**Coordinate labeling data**
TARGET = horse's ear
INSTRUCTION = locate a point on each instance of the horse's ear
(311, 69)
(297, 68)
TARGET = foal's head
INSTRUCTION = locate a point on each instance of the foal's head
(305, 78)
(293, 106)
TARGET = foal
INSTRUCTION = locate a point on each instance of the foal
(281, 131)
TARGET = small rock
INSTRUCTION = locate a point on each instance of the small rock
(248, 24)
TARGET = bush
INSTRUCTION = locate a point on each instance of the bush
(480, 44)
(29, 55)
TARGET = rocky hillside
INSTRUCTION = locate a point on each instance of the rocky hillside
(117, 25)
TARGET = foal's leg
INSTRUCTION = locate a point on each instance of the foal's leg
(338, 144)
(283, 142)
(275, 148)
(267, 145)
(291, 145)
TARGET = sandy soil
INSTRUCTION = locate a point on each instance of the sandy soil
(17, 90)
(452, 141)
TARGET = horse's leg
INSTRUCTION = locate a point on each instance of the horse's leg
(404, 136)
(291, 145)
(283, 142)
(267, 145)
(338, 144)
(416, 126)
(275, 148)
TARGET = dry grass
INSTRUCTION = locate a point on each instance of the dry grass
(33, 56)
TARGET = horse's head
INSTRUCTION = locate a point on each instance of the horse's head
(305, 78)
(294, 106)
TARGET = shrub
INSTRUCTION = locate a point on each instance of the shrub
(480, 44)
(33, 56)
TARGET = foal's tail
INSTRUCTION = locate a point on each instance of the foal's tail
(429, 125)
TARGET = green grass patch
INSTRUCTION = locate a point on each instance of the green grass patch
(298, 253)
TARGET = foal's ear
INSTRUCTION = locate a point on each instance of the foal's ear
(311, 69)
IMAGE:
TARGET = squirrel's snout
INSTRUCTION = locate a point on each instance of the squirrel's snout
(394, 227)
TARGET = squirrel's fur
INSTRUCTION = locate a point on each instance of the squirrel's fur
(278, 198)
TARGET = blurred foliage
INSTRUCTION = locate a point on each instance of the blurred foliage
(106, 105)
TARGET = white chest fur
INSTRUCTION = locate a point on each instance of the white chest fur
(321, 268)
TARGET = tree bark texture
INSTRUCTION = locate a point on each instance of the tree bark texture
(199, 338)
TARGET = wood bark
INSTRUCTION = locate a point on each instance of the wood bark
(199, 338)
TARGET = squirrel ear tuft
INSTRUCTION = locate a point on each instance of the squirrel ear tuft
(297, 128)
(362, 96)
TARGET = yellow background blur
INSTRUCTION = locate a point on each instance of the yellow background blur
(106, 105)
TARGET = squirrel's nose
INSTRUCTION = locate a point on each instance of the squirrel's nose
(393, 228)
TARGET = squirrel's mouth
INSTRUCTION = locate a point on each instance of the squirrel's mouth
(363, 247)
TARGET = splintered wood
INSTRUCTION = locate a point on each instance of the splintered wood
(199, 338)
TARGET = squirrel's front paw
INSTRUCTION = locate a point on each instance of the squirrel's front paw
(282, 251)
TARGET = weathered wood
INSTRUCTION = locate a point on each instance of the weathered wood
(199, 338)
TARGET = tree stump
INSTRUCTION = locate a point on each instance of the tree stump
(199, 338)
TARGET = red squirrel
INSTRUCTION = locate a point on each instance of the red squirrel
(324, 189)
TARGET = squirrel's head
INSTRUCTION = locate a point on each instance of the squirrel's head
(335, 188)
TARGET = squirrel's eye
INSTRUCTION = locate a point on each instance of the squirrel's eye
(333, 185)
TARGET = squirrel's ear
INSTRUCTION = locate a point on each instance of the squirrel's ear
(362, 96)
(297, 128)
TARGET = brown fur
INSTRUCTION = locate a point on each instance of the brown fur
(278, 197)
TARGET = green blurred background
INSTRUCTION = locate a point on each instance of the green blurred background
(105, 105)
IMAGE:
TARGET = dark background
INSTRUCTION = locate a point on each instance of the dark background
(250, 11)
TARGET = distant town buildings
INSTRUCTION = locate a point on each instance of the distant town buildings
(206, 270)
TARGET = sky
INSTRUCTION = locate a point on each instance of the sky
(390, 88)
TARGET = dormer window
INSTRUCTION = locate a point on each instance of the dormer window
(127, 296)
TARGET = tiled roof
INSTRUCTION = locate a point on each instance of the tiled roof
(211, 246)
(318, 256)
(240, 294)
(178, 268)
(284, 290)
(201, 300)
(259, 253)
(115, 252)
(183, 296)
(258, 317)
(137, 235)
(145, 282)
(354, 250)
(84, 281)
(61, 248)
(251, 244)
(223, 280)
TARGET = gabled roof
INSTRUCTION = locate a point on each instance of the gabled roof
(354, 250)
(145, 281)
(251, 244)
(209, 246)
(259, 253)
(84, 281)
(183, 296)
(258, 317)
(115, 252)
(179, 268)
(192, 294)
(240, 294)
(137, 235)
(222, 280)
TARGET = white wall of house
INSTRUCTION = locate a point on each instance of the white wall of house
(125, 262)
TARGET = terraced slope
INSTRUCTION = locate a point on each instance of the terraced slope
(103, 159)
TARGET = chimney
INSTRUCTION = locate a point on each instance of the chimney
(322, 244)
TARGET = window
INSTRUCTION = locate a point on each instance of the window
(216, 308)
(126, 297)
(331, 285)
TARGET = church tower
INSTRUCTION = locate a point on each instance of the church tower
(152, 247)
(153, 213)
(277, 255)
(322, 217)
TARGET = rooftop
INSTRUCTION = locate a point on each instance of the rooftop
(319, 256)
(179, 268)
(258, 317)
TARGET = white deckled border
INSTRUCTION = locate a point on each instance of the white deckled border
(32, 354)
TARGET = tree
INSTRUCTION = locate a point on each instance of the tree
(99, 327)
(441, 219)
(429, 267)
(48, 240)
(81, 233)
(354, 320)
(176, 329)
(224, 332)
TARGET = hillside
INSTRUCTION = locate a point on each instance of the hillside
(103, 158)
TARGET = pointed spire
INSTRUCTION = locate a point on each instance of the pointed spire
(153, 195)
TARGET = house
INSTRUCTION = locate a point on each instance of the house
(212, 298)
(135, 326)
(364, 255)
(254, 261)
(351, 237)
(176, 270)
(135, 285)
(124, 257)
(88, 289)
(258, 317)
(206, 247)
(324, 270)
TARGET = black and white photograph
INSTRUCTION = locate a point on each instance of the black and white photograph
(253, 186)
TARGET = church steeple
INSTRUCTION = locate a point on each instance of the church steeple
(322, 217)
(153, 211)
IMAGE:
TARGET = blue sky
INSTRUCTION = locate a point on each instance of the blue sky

**WHAT THE TASK ASKS**
Convert the lines above into a numbered list, omitting any blank lines.

**ANSWER BELOW**
1. TARGET = horse's ear
2. INSTRUCTION = locate a point on each instance of the horse's ear
3. (311, 69)
4. (297, 68)
5. TARGET = foal's head
6. INSTRUCTION = locate a point on each instance of the foal's head
7. (305, 78)
8. (293, 106)
9. TARGET = foal
10. INSTRUCTION = locate a point on each instance of the foal
11. (281, 131)
12. TARGET = small rock
13. INSTRUCTION = locate a point on each instance of the small rock
14. (248, 24)
15. TARGET = bush
16. INSTRUCTION = locate a point on each instance of the bush
17. (480, 44)
18. (29, 55)
19. TARGET = rocky hillside
20. INSTRUCTION = locate a point on each instance of the rocky hillside
21. (117, 25)
22. TARGET = foal's leg
23. INSTRUCTION = locate a point on each instance of the foal's leg
24. (338, 144)
25. (283, 142)
26. (275, 148)
27. (267, 145)
28. (291, 145)
29. TARGET = sandy soil
30. INSTRUCTION = locate a point on each instance of the sandy soil
31. (17, 90)
32. (452, 141)
33. TARGET = horse's leg
34. INSTRUCTION = locate a point on each instance of the horse's leg
35. (404, 136)
36. (291, 145)
37. (283, 142)
38. (267, 145)
39. (338, 144)
40. (416, 126)
41. (275, 148)
42. TARGET = dry grass
43. INSTRUCTION = locate a point on each instance of the dry grass
44. (33, 56)
45. TARGET = horse's head
46. INSTRUCTION = locate a point on each instance of the horse's head
47. (305, 78)
48. (294, 106)
49. TARGET = shrub
50. INSTRUCTION = locate a point on each instance of the shrub
51. (480, 44)
52. (33, 56)
53. TARGET = foal's tail
54. INSTRUCTION = locate a point on each instance of the foal's tail
55. (429, 125)
56. TARGET = green grass patch
57. INSTRUCTION = locate a point on each instance of the green grass patch
58. (298, 253)
59. TARGET = foal's ear
60. INSTRUCTION = locate a point on each instance of the foal's ear
61. (311, 69)
62. IMAGE:
63. TARGET = squirrel's snout
64. INSTRUCTION = locate a point on each instance of the squirrel's snout
65. (394, 227)
66. TARGET = squirrel's fur
67. INSTRUCTION = locate a point on each instance of the squirrel's fur
68. (278, 198)
69. TARGET = blurred foliage
70. INSTRUCTION = locate a point on each instance of the blurred foliage
71. (106, 105)
72. TARGET = white chest fur
73. INSTRUCTION = locate a point on each instance of the white chest fur
74. (321, 268)
75. TARGET = tree bark texture
76. INSTRUCTION = locate a point on each instance of the tree bark texture
77. (199, 338)
78. TARGET = wood bark
79. INSTRUCTION = locate a point on each instance of the wood bark
80. (199, 338)
81. TARGET = squirrel ear tuft
82. INSTRUCTION = locate a point on each instance of the squirrel ear tuft
83. (297, 128)
84. (362, 96)
85. TARGET = yellow background blur
86. INSTRUCTION = locate a point on each instance of the yellow background blur
87. (106, 105)
88. TARGET = squirrel's nose
89. INSTRUCTION = locate a point on each instance of the squirrel's nose
90. (393, 228)
91. TARGET = squirrel's mouth
92. INSTRUCTION = locate a point on each instance of the squirrel's mouth
93. (363, 247)
94. TARGET = splintered wood
95. INSTRUCTION = locate a point on each instance of the splintered wood
96. (199, 338)
97. TARGET = squirrel's front paw
98. INSTRUCTION = locate a point on each instance of the squirrel's front paw
99. (282, 251)
100. TARGET = weathered wood
101. INSTRUCTION = locate a point on each instance of the weathered wood
102. (199, 338)
103. TARGET = tree stump
104. INSTRUCTION = locate a point on each instance of the tree stump
105. (199, 338)
106. TARGET = red squirrel
107. INSTRUCTION = locate a point on each instance of the red squirrel
108. (324, 189)
109. TARGET = squirrel's head
110. INSTRUCTION = locate a point on each instance of the squirrel's head
111. (335, 188)
112. TARGET = squirrel's eye
113. INSTRUCTION = locate a point on each instance of the squirrel's eye
114. (333, 185)
115. TARGET = squirrel's ear
116. INSTRUCTION = locate a point on each instance of the squirrel's ear
117. (362, 96)
118. (297, 128)
119. TARGET = brown fur
120. INSTRUCTION = locate a point on each instance of the brown fur
121. (278, 197)
122. TARGET = green blurred background
123. INSTRUCTION = locate a point on each instance of the green blurred background
124. (105, 105)
125. IMAGE:
126. TARGET = dark background
127. INSTRUCTION = locate a point on each instance of the dark background
128. (250, 11)
129. TARGET = distant town buildings
130. INSTRUCTION = locate a point on each instance of the distant town buildings
131. (206, 270)
132. TARGET = sky
133. INSTRUCTION = locate a point on each instance of the sky
134. (390, 88)
135. TARGET = dormer window
136. INSTRUCTION = locate a point on each instance of the dormer window
137. (127, 296)
138. TARGET = tiled roof
139. INSTRUCTION = locate a point on each instance of the tiled roof
140. (211, 246)
141. (318, 256)
142. (240, 294)
143. (178, 268)
144. (284, 290)
145. (201, 300)
146. (259, 253)
147. (115, 252)
148. (183, 296)
149. (258, 317)
150. (137, 235)
151. (145, 282)
152. (354, 250)
153. (84, 281)
154. (61, 248)
155. (251, 244)
156. (223, 280)
157. TARGET = gabled roof
158. INSTRUCTION = locate a point on each instance of the gabled roof
159. (354, 250)
160. (145, 281)
161. (251, 244)
162. (209, 246)
163. (259, 253)
164. (84, 281)
165. (183, 296)
166. (258, 317)
167. (115, 252)
168. (179, 268)
169. (192, 294)
170. (240, 294)
171. (137, 235)
172. (222, 280)
173. TARGET = white wall of house
174. INSTRUCTION = locate a point on each instance of the white wall of house
175. (125, 262)
176. TARGET = terraced slope
177. INSTRUCTION = locate a point on each instance of the terraced slope
178. (103, 159)
179. TARGET = chimney
180. INSTRUCTION = locate a point on each instance of the chimney
181. (322, 244)
182. TARGET = window
183. INSTRUCTION = locate a point on each instance of the window
184. (216, 308)
185. (126, 297)
186. (331, 285)
187. TARGET = church tower
188. INSTRUCTION = locate a point on each instance of the church tower
189. (152, 247)
190. (153, 213)
191. (277, 255)
192. (322, 217)
193. TARGET = rooftop
194. INSTRUCTION = locate a point on each instance of the rooftop
195. (319, 256)
196. (179, 268)
197. (258, 317)
198. TARGET = white deckled border
199. INSTRUCTION = locate a point on each instance of the white deckled border
200. (32, 354)
201. TARGET = tree
202. INSTRUCTION = locate a point on each instance of the tree
203. (99, 327)
204. (441, 219)
205. (429, 267)
206. (48, 240)
207. (81, 233)
208. (354, 320)
209. (176, 329)
210. (224, 332)
211. TARGET = hillside
212. INSTRUCTION = locate a point on each instance of the hillside
213. (103, 158)
214. TARGET = pointed spire
215. INSTRUCTION = locate a point on each instance of the pointed spire
216. (153, 195)
217. TARGET = house
218. INSTRUCTION = locate a point on each instance of the house
219. (212, 298)
220. (135, 326)
221. (364, 255)
222. (254, 261)
223. (351, 237)
224. (176, 270)
225. (135, 285)
226. (124, 257)
227. (88, 289)
228. (258, 317)
229. (206, 247)
230. (324, 270)
231. TARGET = black and white photograph
232. INSTRUCTION = locate a point on each instance of the black and white photograph
233. (253, 186)
234. TARGET = church steeple
235. INSTRUCTION = locate a point on each instance of the church steeple
236. (322, 217)
237. (153, 211)
238. IMAGE:
239. TARGET = blue sky
240. INSTRUCTION = locate a point on each instance of the blue sky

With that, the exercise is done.